Re: Performance Difference between Batch Insert and Bulk Load

Posted by Dong Dai <da...@gmail.com>.
Yes. Thanks. I will reply it to user mailing list.

Sorry for the inconvenience. 

- Dong

> On Dec 2, 2014, at 9:33 AM, Aleksey Yeschenko <al...@apache.org> wrote:
> 
> Guys, please move this discussion to users mailing list. This one is for Cassandra committers and other contributors, to discuss development of Cassandra itself.
> 
> --
> AY
> 
>> On Dec 2, 2014, at 16:17, Ryan Svihla <rs...@datastax.com> wrote:
>> 
>> mispoke
>> 
>> "That's all correct but what you're not accounting for is if you use a
>> token aware client then the coordinator will likely not own all the data in
>> a batch"
>> 
>> should just be
>> 
>> "That's all correct but what you're not accounting for is the coordinator
>> will likely not own all the data in a batch"
>> 
>> Token awareness has no effect on that fact.
>> 
>>> On Tue, Dec 2, 2014 at 9:13 AM, Ryan Svihla <rs...@datastax.com> wrote:
>>> 
>>> 
>>> 
>>>> On Mon, Dec 1, 2014 at 1:52 PM, Dong Dai <da...@gmail.com> wrote:
>>>> 
>>>> Thanks Ryan, and also thanks for your great blog post.

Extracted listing
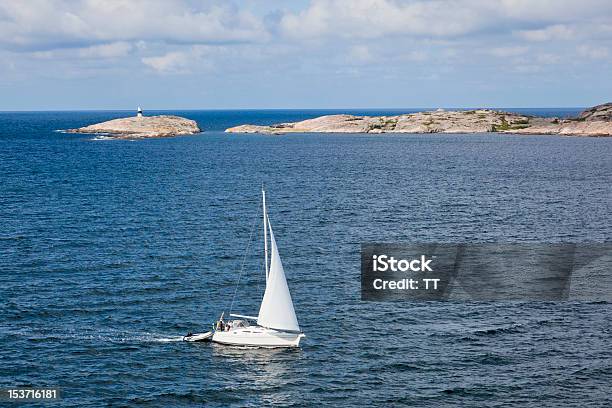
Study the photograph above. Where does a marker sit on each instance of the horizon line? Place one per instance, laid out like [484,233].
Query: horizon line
[292,109]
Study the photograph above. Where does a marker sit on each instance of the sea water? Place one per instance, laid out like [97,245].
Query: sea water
[111,251]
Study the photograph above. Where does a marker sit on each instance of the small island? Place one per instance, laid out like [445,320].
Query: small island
[596,121]
[141,127]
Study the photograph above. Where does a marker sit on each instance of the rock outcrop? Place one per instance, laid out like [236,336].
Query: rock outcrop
[595,121]
[142,127]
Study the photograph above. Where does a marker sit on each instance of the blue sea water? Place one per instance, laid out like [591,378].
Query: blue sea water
[111,250]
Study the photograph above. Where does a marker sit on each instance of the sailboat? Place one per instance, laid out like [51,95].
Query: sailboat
[276,324]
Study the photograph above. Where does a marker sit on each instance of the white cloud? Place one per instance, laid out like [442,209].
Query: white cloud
[593,52]
[62,24]
[553,32]
[510,51]
[376,18]
[111,50]
[180,62]
[360,54]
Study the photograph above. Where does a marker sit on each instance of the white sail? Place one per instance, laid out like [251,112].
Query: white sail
[276,311]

**TASK BRIEF**
Output the whole mailing list thread about batch insert and bulk load performance word for word, with nothing changed. The listing isn't needed for this.

**SOLUTION FOR THIS TASK**
Re: Performance Difference between Batch Insert and Bulk Load

Posted by Dong Dai <da...@gmail.com>.
Yes. Thanks. I will reply it to user mailing list.

Sorry for the inconvenience. 

- Dong

> On Dec 2, 2014, at 9:33 AM, Aleksey Yeschenko <al...@apache.org> wrote:
> 
> Guys, please move this discussion to users mailing list. This one is for Cassandra committers and other contributors, to discuss development of Cassandra itself.
> 
> --
> AY
> 
>> On Dec 2, 2014, at 16:17, Ryan Svihla <rs...@datastax.com> wrote:
>> 
>> mispoke
>> 
>> "That's all correct but what you're not accounting for is if you use a
>> token aware client then the coordinator will likely not own all the data in
>> a batch"
>> 
>> should just be
>> 
>> "That's all correct but what you're not accounting for is the coordinator
>> will likely not own all the data in a batch"
>> 
>> Token awareness has no effect on that fact.
>> 
>>> On Tue, Dec 2, 2014 at 9:13 AM, Ryan Svihla <rs...@datastax.com> wrote:
>>> 
>>> 
>>> 
>>>> On Mon, Dec 1, 2014 at 1:52 PM, Dong Dai <da...@gmail.com> wrote:
>>>> 
>>>> Thanks Ryan, and also thanks for your great blog post.